Data records
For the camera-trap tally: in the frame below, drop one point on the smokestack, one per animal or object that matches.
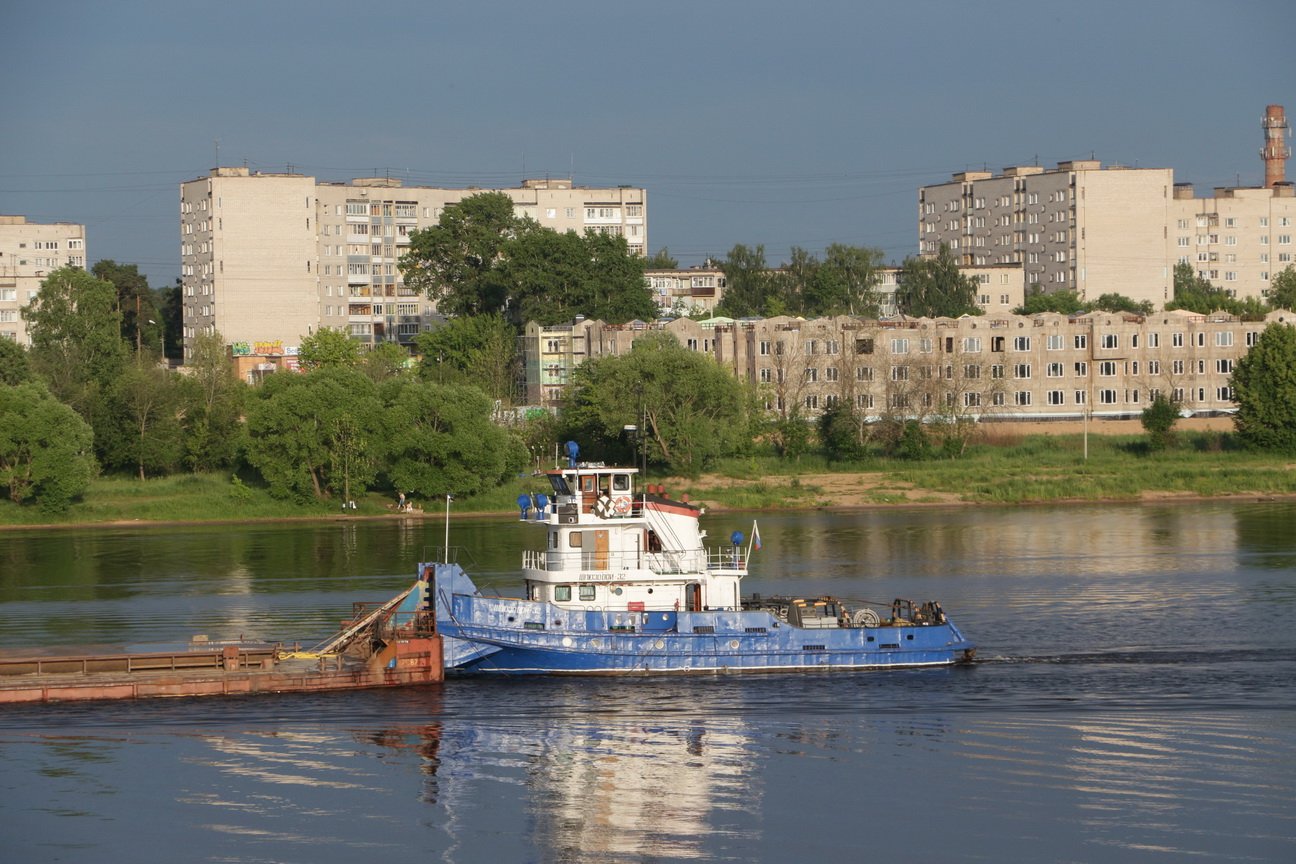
(1275, 149)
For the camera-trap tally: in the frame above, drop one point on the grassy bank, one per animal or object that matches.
(214, 498)
(1034, 469)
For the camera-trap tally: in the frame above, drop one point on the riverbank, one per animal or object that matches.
(1011, 463)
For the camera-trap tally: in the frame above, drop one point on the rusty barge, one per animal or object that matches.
(390, 644)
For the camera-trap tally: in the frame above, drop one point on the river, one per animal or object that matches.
(1133, 701)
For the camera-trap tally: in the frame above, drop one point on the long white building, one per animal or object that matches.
(29, 253)
(268, 258)
(1108, 229)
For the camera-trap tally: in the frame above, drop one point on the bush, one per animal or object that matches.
(1159, 421)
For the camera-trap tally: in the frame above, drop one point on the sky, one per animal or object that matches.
(762, 122)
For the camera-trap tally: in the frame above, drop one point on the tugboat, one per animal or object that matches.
(627, 586)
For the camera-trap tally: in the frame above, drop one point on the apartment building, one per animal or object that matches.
(686, 290)
(1080, 227)
(29, 253)
(994, 367)
(1239, 238)
(267, 258)
(1098, 231)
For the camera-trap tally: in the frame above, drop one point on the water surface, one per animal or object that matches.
(1133, 704)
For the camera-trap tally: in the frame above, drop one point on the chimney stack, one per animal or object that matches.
(1275, 149)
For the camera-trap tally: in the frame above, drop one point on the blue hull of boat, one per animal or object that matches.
(495, 635)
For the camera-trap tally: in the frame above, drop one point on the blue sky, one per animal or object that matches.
(758, 122)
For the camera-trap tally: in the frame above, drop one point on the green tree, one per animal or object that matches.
(661, 259)
(846, 283)
(1198, 294)
(14, 365)
(480, 350)
(935, 288)
(77, 346)
(316, 433)
(1120, 303)
(441, 439)
(385, 360)
(748, 283)
(1264, 385)
(141, 316)
(552, 277)
(328, 347)
(1282, 290)
(690, 408)
(44, 448)
(144, 430)
(171, 305)
(456, 261)
(1159, 420)
(213, 403)
(839, 433)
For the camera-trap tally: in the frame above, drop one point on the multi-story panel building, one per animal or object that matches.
(29, 253)
(1080, 227)
(686, 292)
(267, 258)
(977, 367)
(1239, 240)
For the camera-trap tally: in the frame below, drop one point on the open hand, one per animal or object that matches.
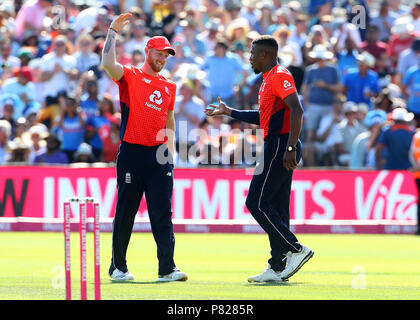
(120, 22)
(215, 110)
(289, 160)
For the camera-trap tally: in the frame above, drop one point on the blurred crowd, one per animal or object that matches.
(356, 65)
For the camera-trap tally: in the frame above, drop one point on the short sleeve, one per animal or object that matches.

__WHAT YOU SHOULD DO__:
From the data above, write out everything exactly except the pictures.

__THE COMPLETED TASK__:
For the camera-trap tally: in the frame below, drop one point on the smokestack, one per animal or object that matches.
(1275, 149)
For the camera-trap tally: in the frame above, drop one point on the grassy bank, one per animal or object that matches.
(214, 498)
(1034, 469)
For the camera-trap tally: in the frame above, drop one point on the riverbank, one per animal or object that matches.
(1011, 463)
For the camera-trap tally: in the frame above, drop one point on the rusty barge, one per animal or object that matches.
(390, 644)
For the camera-trap tally: in the frame above, drop one point on the river, one per animal or object that matches.
(1133, 701)
For the camera-trap tally: in the frame above, drop one point on the long white building, one per animal or object that matches.
(29, 253)
(268, 258)
(1108, 229)
For the camera-trap tally: in the frame above, drop one point on the bush, one per animal or object that matches.
(1159, 421)
For the camera-trap tally: in the frame above, drop one point on the sky, one per animal or object that matches.
(762, 122)
For the camera-trap tally: in the frame above, drop one point on the tugboat, one per animal or object that matches.
(627, 586)
For the camera-trap tally: in the frame above, drop one point on the apartment building, one per animal or object that matches.
(686, 290)
(1080, 227)
(29, 253)
(994, 367)
(1239, 238)
(267, 258)
(1098, 231)
For the camera-trap tally: in the frame above, drop one point on the water surface, one per animal or object that matches.
(1133, 704)
For the camera-trap tally: in the frame above, drop one point on the chimney stack, one per animal or object that matches.
(1275, 149)
For the camera-trap tally: in the frame above, drop one point on the blue hull of boat, one per animal or object that matches.
(495, 635)
For the camera-trap tally: in the frame above, drop one point on the blue sky, one per animal or object that matches.
(758, 122)
For the camera-trap tally: in the frame above, drop one point on the green tree, one per animal or object that matches.
(661, 259)
(846, 283)
(1198, 294)
(14, 365)
(480, 350)
(935, 288)
(77, 346)
(316, 433)
(1120, 303)
(441, 439)
(385, 360)
(748, 283)
(1264, 385)
(141, 316)
(552, 277)
(328, 347)
(1282, 290)
(690, 408)
(44, 448)
(144, 430)
(171, 305)
(456, 261)
(1159, 420)
(213, 403)
(839, 433)
For the camera-trap tally: in the frame above, drop one point on the multi-story panel building, one per animal or object that matches.
(29, 253)
(1080, 227)
(686, 292)
(267, 258)
(977, 367)
(1239, 240)
For the camera-trap tally: in the frame below, drop one point on the open hand, one per animal or object that matches.
(120, 22)
(215, 110)
(289, 160)
For the camera-trap tally: in the frame above, drop one point on the blurred crowd, one per animal or object that matches.
(356, 65)
For the camera-trap tally: in the frame above, drop one point on the short sleeve, one per animal or object that matches.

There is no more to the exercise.